--- Excerpt to read ---
..............................
Detection of Spam Zombies

Detection of Spam Zombies

Sneha Malani

Harsh Agrawal

Department of Information Technology Sardar Patel Institute of Technology Andheri(W), Mumbai.

Akriti Bhat

Department of Information Technology Sardar Patel Institute of Technology Andheri(W), Mumbai.

AbstractThis paper presents a Spam Zombie Detection system which is an online system over the network that detects the spam and the sender of the spam (zombie) before the receiver receives it. Thus all the detection work is done at sender level itself. This paper focuses on a powerful statistical tool called Sequential Probability Ratio Test, which has bounded false positive and false negative error rates on which the Spam Zombie Detection system is based. This system is mainly implemented over the private mailing system. It also provides the enhanced security mechanism in which, if the system which has been hacked i.e. it has become a zombie, then it gets blocked within the network.

Keywords zombie, Spam Zombie Detection, sequential probability ratio test.

1. INTRODUCTION

   In recent years, the increasing use of e-mail has led to the emergence and further escalation of problems caused by unsolicited bulk e-mail messages, commonly referred to as Spam. Evolving from a minor nuisance to a major concern, given the high circulating volume and offensive content of some of these messages, Spam is beginning to diminish the reliability of e-mail [1]. Personal users and companies are affected by Spam due to the network bandwidth wasted receiving these messages and the time spent by users distinguishing between Spam and normal (legitimate or ham) messages. Dealing with spam and classify it is a very difficult task. A single model for classifying spam is also a difficult task since new spams are constantly evolving. Further, spammers often actively tailor their messages to avoid detection adding further impediment to accurate detection. One such mechanism is to send the spams through some third party, which are often called as Zombies [2].

   Department of Information Technology Sardar Patel Institute of Technology Andheri(W), Mumbai.

   Zombie is defined as a compromised machine within the botnet. Compromised machines are one of the key security threats on the Internet; they are often used to launch various security attacks such as DDoS, spamming, and identity theft. Hence there is the need to detect such compromised machines and prevent such attacks. There are various algorithms present for detecting spam zombies.

   In this paper, we have focused on detection of such spam zombies using the Sequential Probability Ratio Test (SPRT). Previously, the algorithms that were used for spam detection were Counter Threshold (CT) and Percentage Threshold (PT). But for these two mechanisms the false positive and false negative rates were quite high. Thus the proposed system uses the SPRT algorithm. This paper also presents a distinguished comparison between the three mechanisms.

   The general architecture of the proposed system is given below:

2. DETECTING SPAM ZOMBIES

   In this section, we have discussed the three approaches for detecting spam zombies

   1. Using SPRT algorithm,

   2. Using Counter Threshold,

   3. Using PercentageThreshold.

   1. Sequential Probability Ratio Test

      In its simplest form, SPRT is a statistical method for testing a simple null hypothesis against a single alternative hypothesis. In essence, SPRT is a variant of the traditional probability ratio tests for testing under what distribution (or with what distribution parameters), it is more likely to have the observed samples. However, unlike traditional probability ratio tests that require a pre- defined number of observations, SPRT works in an online manner and updates as samples arrive sequentially. Once sufficient evidence for drawing a conclusion is obtained, SPRT terminates [3].
..............................
Rows from a pointing dataset
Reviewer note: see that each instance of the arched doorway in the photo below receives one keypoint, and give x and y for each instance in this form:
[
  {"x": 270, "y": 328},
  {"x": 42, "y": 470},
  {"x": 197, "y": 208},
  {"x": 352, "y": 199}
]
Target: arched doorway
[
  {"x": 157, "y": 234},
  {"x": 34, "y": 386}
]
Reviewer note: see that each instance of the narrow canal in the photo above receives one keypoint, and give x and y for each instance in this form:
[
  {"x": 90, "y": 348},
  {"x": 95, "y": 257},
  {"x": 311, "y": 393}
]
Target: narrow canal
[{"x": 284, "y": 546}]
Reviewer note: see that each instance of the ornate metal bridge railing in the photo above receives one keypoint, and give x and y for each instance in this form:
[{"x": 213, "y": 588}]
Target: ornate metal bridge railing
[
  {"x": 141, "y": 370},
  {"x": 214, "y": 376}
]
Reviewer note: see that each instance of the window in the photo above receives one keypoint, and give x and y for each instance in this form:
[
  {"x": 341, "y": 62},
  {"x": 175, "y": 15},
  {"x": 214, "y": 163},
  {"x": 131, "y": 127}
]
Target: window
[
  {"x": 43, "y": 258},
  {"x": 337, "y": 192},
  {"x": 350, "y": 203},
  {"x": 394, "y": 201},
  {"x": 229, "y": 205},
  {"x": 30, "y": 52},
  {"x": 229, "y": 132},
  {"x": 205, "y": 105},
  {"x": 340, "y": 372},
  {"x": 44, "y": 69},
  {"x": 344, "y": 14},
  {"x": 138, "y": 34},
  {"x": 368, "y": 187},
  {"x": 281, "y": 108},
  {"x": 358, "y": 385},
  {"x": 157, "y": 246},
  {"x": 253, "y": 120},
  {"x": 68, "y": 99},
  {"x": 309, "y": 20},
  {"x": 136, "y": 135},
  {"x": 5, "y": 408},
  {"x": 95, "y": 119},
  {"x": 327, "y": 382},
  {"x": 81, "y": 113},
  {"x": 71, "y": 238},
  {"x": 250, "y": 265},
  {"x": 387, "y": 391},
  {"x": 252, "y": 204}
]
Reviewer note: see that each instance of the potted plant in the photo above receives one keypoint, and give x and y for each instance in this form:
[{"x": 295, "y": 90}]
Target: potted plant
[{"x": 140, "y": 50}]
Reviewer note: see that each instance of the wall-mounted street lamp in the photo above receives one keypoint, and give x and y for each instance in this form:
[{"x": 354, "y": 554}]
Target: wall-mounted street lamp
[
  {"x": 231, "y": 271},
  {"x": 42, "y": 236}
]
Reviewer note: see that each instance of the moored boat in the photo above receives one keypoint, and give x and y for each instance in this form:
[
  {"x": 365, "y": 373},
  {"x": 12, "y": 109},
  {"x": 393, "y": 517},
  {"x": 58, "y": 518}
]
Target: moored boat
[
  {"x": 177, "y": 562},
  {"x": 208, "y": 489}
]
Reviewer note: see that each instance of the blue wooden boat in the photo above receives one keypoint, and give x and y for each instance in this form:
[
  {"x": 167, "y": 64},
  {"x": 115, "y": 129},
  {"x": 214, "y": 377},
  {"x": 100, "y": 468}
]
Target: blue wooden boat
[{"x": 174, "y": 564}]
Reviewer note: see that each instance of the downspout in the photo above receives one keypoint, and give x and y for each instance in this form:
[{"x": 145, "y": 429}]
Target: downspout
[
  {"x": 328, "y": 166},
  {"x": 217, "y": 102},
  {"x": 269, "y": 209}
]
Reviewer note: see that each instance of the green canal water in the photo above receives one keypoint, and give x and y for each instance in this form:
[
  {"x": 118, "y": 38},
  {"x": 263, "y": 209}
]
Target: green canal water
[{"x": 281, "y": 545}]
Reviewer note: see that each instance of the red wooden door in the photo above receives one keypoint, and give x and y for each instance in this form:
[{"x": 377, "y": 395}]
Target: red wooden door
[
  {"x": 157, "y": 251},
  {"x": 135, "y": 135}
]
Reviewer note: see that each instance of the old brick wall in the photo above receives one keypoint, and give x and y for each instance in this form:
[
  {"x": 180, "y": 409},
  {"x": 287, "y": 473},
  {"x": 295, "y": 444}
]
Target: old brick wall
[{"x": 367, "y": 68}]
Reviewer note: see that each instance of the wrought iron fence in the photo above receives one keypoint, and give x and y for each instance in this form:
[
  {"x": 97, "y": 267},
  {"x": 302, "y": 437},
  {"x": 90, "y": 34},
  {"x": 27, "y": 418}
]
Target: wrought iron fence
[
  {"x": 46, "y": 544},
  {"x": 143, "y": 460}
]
..............................
--- Challenges ---
a. Show each line of the records that contains the string "railing", treating uppercase and lowercase as different.
b. Take the paper on spam zombie detection further, picking up after its last sentence.
The records are unrelated to the paper on spam zombie detection.

--- Expected responses ---
a.
Reviewer note: see that each instance of the ornate metal bridge railing in the photo above receives one keypoint, and give x and y for each instance in this form:
Target: ornate metal bridge railing

b.
      As a simple and powerful statistical tool, SPRT has a number of compelling and desirable features that lead to the wide- spread applications of the technique in many areas. First, both the actual false positive and false negative probabilities of SPRT can be bounded by the user- specified error rates. This means that users of SPRT can pre-specify the desired error rates. A smaller error rate tends to require a larger number of observations before SPRT terminates. Thus users can balance the performance and cost of an SPRT test. Second, it has been proved that SPRT minimizes the average number of the required observations for reaching a decision for a given error rate, among all sequential and non-sequential statistical tests. This means that SPRT can quickly reach a conclusion to reduce the cost of the corresponding experiment, without incurring a higher error rate.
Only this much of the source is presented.